_Instructions to follow:_
Repeat the records in full and exactly, omitting pictures.

------ Source data ------

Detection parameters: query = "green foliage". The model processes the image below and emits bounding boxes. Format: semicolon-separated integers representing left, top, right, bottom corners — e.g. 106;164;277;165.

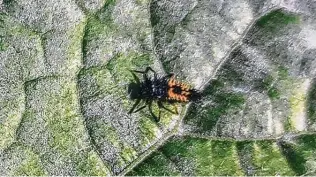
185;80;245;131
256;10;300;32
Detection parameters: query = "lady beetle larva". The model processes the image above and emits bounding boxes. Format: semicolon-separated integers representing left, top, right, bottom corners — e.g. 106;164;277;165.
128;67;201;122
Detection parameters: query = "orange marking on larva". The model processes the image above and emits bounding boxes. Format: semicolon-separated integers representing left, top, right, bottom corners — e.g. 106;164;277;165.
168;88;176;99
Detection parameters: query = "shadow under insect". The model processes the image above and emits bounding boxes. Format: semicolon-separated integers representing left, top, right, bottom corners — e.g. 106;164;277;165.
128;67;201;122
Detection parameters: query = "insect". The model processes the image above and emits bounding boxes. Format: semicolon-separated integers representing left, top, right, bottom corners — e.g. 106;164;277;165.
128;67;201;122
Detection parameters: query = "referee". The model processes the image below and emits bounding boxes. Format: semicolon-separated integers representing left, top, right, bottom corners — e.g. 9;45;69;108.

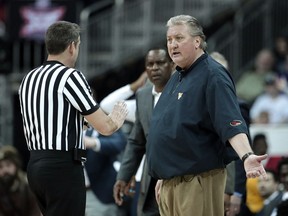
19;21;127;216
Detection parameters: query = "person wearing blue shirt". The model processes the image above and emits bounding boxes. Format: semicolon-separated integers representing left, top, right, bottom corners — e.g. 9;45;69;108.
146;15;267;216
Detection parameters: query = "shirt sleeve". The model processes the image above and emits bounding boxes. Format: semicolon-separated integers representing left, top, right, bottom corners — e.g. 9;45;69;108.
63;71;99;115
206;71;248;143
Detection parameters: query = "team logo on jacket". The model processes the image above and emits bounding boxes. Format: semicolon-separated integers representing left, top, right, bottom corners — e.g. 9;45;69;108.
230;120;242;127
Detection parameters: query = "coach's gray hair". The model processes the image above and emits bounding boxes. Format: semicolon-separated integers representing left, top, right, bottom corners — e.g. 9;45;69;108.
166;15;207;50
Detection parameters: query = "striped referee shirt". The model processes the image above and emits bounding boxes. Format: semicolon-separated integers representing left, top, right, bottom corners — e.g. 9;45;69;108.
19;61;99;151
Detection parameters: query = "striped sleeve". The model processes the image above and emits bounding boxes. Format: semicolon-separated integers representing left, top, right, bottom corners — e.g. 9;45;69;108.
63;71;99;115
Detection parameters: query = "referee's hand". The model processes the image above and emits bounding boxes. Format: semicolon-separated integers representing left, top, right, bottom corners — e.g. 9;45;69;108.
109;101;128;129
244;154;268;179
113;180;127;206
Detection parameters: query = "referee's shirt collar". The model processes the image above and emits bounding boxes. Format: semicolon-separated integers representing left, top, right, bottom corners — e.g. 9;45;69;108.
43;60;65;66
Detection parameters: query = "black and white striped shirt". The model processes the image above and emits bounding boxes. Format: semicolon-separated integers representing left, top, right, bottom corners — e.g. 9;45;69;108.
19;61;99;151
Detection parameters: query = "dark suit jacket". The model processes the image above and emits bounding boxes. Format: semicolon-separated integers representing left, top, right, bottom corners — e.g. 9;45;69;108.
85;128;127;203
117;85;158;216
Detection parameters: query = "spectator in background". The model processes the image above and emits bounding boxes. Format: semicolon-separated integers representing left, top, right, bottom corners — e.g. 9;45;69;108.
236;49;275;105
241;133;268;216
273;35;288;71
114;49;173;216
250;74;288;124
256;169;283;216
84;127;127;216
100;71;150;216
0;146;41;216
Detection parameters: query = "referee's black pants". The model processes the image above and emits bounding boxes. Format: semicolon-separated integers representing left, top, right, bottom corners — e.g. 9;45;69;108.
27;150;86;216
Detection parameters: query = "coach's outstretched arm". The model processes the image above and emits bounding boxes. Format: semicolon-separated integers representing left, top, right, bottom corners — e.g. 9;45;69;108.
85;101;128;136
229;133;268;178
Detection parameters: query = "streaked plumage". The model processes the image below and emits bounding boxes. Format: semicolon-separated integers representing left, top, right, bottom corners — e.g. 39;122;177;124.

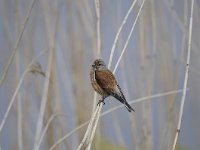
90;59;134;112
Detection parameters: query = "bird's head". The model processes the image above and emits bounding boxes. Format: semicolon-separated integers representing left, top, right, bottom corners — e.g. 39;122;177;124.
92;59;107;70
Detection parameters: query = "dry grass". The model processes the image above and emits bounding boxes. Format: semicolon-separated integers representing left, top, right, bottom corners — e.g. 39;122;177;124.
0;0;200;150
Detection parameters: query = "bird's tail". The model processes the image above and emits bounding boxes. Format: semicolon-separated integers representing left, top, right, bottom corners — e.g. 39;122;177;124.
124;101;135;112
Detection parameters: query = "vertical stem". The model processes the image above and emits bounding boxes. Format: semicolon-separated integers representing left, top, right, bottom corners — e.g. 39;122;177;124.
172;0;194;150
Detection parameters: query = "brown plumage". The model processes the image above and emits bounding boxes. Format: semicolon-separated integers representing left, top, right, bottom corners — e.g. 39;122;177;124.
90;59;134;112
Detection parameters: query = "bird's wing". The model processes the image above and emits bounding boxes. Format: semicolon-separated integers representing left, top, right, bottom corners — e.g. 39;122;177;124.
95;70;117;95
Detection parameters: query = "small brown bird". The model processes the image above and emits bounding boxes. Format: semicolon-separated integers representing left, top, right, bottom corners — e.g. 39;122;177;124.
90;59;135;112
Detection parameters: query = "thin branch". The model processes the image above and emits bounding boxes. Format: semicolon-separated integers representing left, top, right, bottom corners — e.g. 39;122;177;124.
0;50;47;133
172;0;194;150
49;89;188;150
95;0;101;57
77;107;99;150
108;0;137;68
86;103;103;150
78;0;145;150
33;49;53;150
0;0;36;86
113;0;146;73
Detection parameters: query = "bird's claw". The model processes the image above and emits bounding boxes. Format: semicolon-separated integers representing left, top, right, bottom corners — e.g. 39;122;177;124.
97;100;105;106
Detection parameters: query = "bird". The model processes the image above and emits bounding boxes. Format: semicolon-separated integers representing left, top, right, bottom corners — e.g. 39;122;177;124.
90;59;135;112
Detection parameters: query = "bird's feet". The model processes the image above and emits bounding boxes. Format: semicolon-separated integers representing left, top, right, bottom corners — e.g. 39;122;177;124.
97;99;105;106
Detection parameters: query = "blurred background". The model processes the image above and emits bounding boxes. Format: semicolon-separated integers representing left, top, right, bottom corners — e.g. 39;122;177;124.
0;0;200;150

------

_Solution for this problem:_
Detection parameters: query = "green foliage". The model processes the image below and emits bounding boxes. Format: semicolon-separated integers representing left, top, right, bottom corners — e.g. 106;164;277;165.

185;80;245;131
256;10;300;32
Detection parameters: query = "lady beetle larva". The model processes the image above and emits bounding boxes. Format: semicolon-separated integers representing left, top, right, bottom corners — e.g. 106;164;277;165.
128;67;201;122
Detection parameters: query = "orange marking on larva". The model processes the image above and emits bounding boxes. Format: semicolon-separated integers representing left, top, right, bottom corners — e.g. 106;164;277;165.
168;88;176;99
Detection parameters: query = "shadow under insect". The model processes the image above and emits bounding boxes. Format: semicolon-separated integers representing left, top, right, bottom corners — e.g. 106;164;277;165.
128;67;201;122
Detection parameters: query = "insect". The model processes the image above and emits bounding boxes. Format: semicolon-separated integers representing left, top, right, bottom corners — e.g. 106;164;277;165.
128;67;201;122
Detection parameters: query = "referee". The model processes the image below and emits bounding boxes. Format: semicolon-separated integers representing left, top, right, bottom corners — e.g. 9;45;69;108.

19;21;127;216
Detection parameters: query = "person wearing blue shirt". The model processes the image above and emits bounding boxes. Format: semicolon-separated integers representing left, top, right, bottom corners — e.g. 9;45;69;108.
146;15;267;216
Detection parameters: query = "shirt sleeve". The model processes the image above and emits bounding boxes. Format: semicolon-separated integers representing left, top, right, bottom corners — e.g. 9;45;69;108.
63;71;99;115
206;71;248;143
Detection parameters: query = "team logo on jacket". The model processes the image above and emits bounding boxes. Format: semicolon-separated integers representing left, top, right, bottom corners — e.g. 9;45;69;108.
230;120;242;127
Detection parameters: query = "coach's gray hair". The model processes the image above and emits bounding boxes. Format: semicolon-separated integers representing left, top, right, bottom corners — e.g. 9;45;69;108.
166;15;207;50
Detection parameters: query = "striped referee shirt". The model processes the image above and emits bounding boxes. Format: semicolon-separated integers representing left, top, right, bottom corners — e.g. 9;45;69;108.
19;61;99;151
Detection parameters: query = "striped sleeve". The model processes the image above and emits bounding boxes. Format: semicolon-separated integers representing left, top, right, bottom corners — e.g. 9;45;69;108.
63;71;99;115
Detection parameters: query = "referee's hand". The model processes the image above and emits bounding boxes. Format: semicolon-separated integers representing left, top, right, bottom corners — e.g. 9;45;69;108.
109;101;128;129
244;154;268;179
113;180;127;206
Detection parameters: query = "referee's shirt collar". The model processes the image above and emits bounding boxes. Format: semicolon-separated integers representing left, top, right, bottom corners — e.g. 9;45;69;108.
43;60;65;66
Detection parameters: query = "black and white striped shirt". The model processes the image above and emits bounding boxes. Format: semicolon-separated integers representing left, top, right, bottom corners — e.g. 9;45;69;108.
19;61;99;151
Detection parameters: query = "dark suit jacket". The model processes the image above and emits bounding boxes. Format: semicolon-separated integers representing left, top, right, bottom corners — e.g. 9;45;69;108.
85;128;127;203
117;85;158;216
Detection parameters: query = "spectator in background". The model processes the image above and emits bounding boxes. Format: semicolon-separated integers representing left, top, right, bottom corners — e.g. 9;45;69;108.
236;49;275;105
241;133;268;216
273;35;288;71
114;49;173;216
250;74;288;124
256;169;283;216
84;127;127;216
100;71;150;216
0;146;41;216
Detection parameters: query = "referee's black pants". The model processes the image above and emits bounding boxes. Format: semicolon-separated integers representing left, top, right, bottom corners — e.g. 9;45;69;108.
27;150;86;216
Detection parameters: query = "coach's outstretched arm". The model processes the image above and emits bounding boxes. Format: semicolon-separated integers representing left, top, right, bottom corners — e.g. 9;45;69;108.
85;101;128;136
229;133;268;178
Detection parameters: query = "streaked plumage". The model processes the image below and emits bounding boxes. Format: semicolon-separated integers representing left, top, right, bottom corners — e.g. 39;122;177;124.

90;59;134;112
Detection parameters: query = "bird's head". The model processes the image above and emits bounding boxes. Format: semicolon-separated integers representing left, top, right, bottom corners — e.g. 39;122;177;124.
92;59;107;70
Detection parameters: query = "dry grass". The model processes the image above and emits bounding boxes. Format: semicolon-separated integers representing left, top, right, bottom corners — e.g. 39;122;177;124.
0;0;200;150
Detection parameters: query = "bird's tail". The model processes the image above and emits bounding boxes. Format: semicolon-separated integers representing left, top, right, bottom corners — e.g. 39;122;177;124.
124;101;135;112
Detection parameters: query = "vertical stem". The model processes the image above and emits bounding boxes. Format: semicolon-separated integers representing left, top, right, bottom corners — e.g. 39;122;177;124.
172;0;194;150
Detection parameters: query = "brown plumage". The model processes the image above and emits bounding boxes. Format: semicolon-separated integers representing left, top, right, bottom corners — e.g. 39;122;177;124.
90;59;134;112
Detection parameters: query = "bird's wing". The model processes the image above and emits bounding boxes. Format: semicolon-separated integers representing left, top, right, bottom corners — e.g. 39;122;177;124.
95;70;117;95
Detection parameters: query = "small brown bird". The model processes the image above and emits bounding boxes. Format: semicolon-separated integers representing left, top, right, bottom corners — e.g. 39;122;177;124.
90;59;135;112
Detection parameters: query = "thin branch". The model processes the image above and emits bounding boxes. Format: semicolon-separated integers representing left, top, right, bottom corners — e.g. 39;122;177;124.
0;50;47;133
172;0;194;150
49;89;188;150
95;0;101;57
77;107;99;150
108;0;137;68
86;103;103;150
78;0;145;150
33;49;53;150
0;0;36;86
113;0;146;73
Detection parameters: query = "bird's claw". The model processes the image above and emits bounding boxes. Format: semicolon-separated integers representing left, top, right, bottom corners — e.g. 39;122;177;124.
97;100;105;106
Detection parameters: query = "bird". The model processes the image above and emits bounding boxes. Format: semicolon-separated integers representing left, top, right, bottom corners — e.g. 39;122;177;124.
90;59;135;112
Detection parameters: query = "bird's feet". The model processes the image above and emits bounding boxes. Format: semicolon-separated integers representing left, top, right, bottom corners — e.g. 39;122;177;124.
97;99;105;106
Detection parameters: query = "blurred background". The model processes the image above and emits bounding boxes. Format: semicolon-separated integers representing left, top, right, bottom corners — e.g. 39;122;177;124.
0;0;200;150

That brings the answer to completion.